* **EXERCISE REQUIREMENTS**
Take the line containing "Can you see the street" and every line after it in the data below, and print them exactly as given, with nothing else.

* **RECORDS TO USE**
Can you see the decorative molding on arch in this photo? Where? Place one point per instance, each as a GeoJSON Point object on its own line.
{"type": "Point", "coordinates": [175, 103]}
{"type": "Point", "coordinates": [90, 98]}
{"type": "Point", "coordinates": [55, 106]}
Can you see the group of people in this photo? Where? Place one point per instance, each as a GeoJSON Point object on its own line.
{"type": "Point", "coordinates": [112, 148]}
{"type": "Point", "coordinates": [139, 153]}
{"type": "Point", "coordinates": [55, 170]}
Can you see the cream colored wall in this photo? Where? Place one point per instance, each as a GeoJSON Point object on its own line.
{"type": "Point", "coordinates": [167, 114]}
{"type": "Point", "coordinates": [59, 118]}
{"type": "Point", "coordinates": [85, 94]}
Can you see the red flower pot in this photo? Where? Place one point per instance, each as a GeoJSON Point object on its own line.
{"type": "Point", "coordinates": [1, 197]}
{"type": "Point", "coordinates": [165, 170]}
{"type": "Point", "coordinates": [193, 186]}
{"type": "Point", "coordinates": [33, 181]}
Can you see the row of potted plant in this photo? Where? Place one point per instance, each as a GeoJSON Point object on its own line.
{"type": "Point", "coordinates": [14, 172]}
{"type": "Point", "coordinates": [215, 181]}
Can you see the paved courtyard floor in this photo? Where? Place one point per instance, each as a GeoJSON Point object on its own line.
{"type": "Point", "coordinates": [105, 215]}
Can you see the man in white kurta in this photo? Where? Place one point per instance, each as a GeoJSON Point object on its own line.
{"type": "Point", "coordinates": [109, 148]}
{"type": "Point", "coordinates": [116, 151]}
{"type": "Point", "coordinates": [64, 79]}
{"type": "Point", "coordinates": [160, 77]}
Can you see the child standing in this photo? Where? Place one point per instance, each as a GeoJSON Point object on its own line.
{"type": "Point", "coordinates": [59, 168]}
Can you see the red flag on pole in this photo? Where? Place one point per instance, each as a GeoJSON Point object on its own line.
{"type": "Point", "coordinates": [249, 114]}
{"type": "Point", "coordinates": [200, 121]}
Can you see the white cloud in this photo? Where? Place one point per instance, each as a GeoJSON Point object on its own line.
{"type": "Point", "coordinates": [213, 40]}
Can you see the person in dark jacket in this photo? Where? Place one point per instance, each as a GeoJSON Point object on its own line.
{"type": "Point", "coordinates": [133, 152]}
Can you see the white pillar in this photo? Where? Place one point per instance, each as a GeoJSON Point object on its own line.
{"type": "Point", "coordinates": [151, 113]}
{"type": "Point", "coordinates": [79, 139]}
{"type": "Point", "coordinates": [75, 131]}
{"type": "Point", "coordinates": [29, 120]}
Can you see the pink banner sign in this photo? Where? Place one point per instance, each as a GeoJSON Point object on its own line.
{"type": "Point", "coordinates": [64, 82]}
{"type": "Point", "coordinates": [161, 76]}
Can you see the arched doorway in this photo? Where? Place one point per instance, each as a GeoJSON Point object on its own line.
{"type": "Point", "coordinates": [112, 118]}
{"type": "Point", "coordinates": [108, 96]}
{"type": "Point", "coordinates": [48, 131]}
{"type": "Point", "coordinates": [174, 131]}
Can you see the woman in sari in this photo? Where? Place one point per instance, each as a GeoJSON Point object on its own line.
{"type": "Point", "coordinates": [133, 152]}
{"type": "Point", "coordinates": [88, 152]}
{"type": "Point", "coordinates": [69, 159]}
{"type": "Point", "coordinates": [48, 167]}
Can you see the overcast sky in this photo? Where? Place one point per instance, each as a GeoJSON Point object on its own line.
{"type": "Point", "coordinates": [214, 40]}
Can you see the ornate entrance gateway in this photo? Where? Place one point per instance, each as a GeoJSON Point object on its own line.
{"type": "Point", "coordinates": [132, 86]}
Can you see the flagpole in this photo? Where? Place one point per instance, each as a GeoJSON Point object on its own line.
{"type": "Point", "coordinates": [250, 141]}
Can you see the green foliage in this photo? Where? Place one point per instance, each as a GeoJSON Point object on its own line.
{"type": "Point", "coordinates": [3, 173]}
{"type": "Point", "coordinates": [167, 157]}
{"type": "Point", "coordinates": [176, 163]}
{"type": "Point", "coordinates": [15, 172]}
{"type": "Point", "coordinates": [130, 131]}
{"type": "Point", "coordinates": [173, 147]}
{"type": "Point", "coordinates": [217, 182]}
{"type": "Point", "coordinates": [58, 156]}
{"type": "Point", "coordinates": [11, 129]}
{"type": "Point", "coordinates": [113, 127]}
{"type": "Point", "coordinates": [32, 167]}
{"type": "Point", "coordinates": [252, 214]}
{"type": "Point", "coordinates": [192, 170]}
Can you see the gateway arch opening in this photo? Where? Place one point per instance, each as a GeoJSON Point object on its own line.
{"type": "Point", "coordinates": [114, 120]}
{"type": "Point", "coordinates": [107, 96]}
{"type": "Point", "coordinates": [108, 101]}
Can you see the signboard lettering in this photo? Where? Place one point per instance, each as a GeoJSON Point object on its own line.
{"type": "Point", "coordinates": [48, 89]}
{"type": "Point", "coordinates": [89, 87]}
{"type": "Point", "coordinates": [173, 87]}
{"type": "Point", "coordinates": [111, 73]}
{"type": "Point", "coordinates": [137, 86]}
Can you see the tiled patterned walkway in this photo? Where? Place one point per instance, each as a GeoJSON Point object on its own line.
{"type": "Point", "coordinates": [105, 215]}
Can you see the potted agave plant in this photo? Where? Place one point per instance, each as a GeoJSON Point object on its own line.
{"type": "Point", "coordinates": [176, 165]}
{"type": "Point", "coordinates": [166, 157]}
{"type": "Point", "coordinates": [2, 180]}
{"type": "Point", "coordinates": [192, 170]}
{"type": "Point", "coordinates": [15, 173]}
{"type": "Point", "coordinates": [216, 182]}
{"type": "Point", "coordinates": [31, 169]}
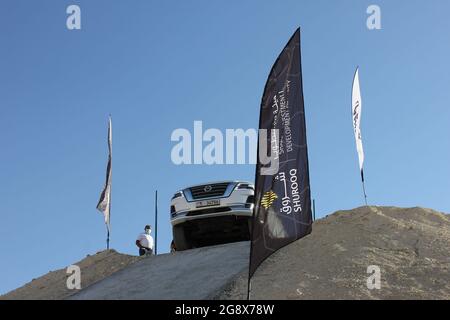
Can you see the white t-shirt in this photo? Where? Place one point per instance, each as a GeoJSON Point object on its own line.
{"type": "Point", "coordinates": [146, 240]}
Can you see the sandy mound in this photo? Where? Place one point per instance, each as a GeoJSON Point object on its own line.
{"type": "Point", "coordinates": [53, 284]}
{"type": "Point", "coordinates": [411, 247]}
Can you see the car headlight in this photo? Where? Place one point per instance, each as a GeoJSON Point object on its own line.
{"type": "Point", "coordinates": [178, 195]}
{"type": "Point", "coordinates": [245, 186]}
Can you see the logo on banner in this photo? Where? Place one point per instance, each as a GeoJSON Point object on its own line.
{"type": "Point", "coordinates": [268, 199]}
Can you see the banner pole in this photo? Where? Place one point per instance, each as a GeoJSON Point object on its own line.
{"type": "Point", "coordinates": [156, 222]}
{"type": "Point", "coordinates": [364, 187]}
{"type": "Point", "coordinates": [314, 209]}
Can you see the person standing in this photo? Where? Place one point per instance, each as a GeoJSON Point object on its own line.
{"type": "Point", "coordinates": [145, 241]}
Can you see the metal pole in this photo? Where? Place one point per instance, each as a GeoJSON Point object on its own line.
{"type": "Point", "coordinates": [364, 187]}
{"type": "Point", "coordinates": [156, 222]}
{"type": "Point", "coordinates": [314, 209]}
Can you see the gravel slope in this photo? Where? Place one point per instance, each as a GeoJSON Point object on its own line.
{"type": "Point", "coordinates": [411, 247]}
{"type": "Point", "coordinates": [53, 285]}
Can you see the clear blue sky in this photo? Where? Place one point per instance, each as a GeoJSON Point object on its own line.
{"type": "Point", "coordinates": [160, 65]}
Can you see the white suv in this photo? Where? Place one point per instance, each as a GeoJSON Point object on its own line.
{"type": "Point", "coordinates": [212, 213]}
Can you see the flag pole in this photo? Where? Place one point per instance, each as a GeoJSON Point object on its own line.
{"type": "Point", "coordinates": [156, 222]}
{"type": "Point", "coordinates": [364, 187]}
{"type": "Point", "coordinates": [314, 209]}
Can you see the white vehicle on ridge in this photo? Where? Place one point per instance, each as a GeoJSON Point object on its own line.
{"type": "Point", "coordinates": [212, 213]}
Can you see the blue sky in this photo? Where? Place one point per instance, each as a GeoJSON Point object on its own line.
{"type": "Point", "coordinates": [157, 66]}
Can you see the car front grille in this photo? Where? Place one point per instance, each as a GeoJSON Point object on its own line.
{"type": "Point", "coordinates": [209, 190]}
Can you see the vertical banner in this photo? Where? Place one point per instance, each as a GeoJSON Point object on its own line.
{"type": "Point", "coordinates": [356, 118]}
{"type": "Point", "coordinates": [104, 204]}
{"type": "Point", "coordinates": [282, 211]}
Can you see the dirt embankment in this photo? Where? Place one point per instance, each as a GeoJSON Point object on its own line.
{"type": "Point", "coordinates": [411, 247]}
{"type": "Point", "coordinates": [53, 285]}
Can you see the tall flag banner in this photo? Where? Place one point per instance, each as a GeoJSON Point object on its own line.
{"type": "Point", "coordinates": [356, 118]}
{"type": "Point", "coordinates": [104, 204]}
{"type": "Point", "coordinates": [282, 212]}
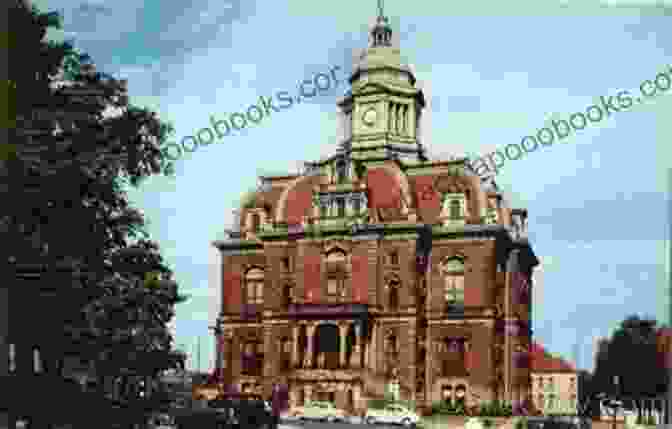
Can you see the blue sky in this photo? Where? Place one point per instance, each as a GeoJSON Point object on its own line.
{"type": "Point", "coordinates": [492, 72]}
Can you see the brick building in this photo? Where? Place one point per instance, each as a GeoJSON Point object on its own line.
{"type": "Point", "coordinates": [554, 383]}
{"type": "Point", "coordinates": [325, 287]}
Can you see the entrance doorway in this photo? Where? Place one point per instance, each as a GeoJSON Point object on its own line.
{"type": "Point", "coordinates": [327, 346]}
{"type": "Point", "coordinates": [326, 396]}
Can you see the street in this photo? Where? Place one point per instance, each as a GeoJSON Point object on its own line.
{"type": "Point", "coordinates": [355, 423]}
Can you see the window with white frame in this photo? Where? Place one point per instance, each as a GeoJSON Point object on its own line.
{"type": "Point", "coordinates": [254, 286]}
{"type": "Point", "coordinates": [454, 207]}
{"type": "Point", "coordinates": [453, 277]}
{"type": "Point", "coordinates": [336, 273]}
{"type": "Point", "coordinates": [12, 357]}
{"type": "Point", "coordinates": [37, 361]}
{"type": "Point", "coordinates": [340, 207]}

* **ANSWER TO THE PROBLEM**
Can you see the street in this photo? Where? Place one point per instance, each as a GeoJSON Point object on its own line.
{"type": "Point", "coordinates": [355, 423]}
Can you see the window with white frame in this photo? Where? Place one point per instance, each as a GeoJSON Point object on its own line.
{"type": "Point", "coordinates": [254, 286]}
{"type": "Point", "coordinates": [454, 207]}
{"type": "Point", "coordinates": [453, 277]}
{"type": "Point", "coordinates": [336, 273]}
{"type": "Point", "coordinates": [12, 357]}
{"type": "Point", "coordinates": [37, 361]}
{"type": "Point", "coordinates": [340, 207]}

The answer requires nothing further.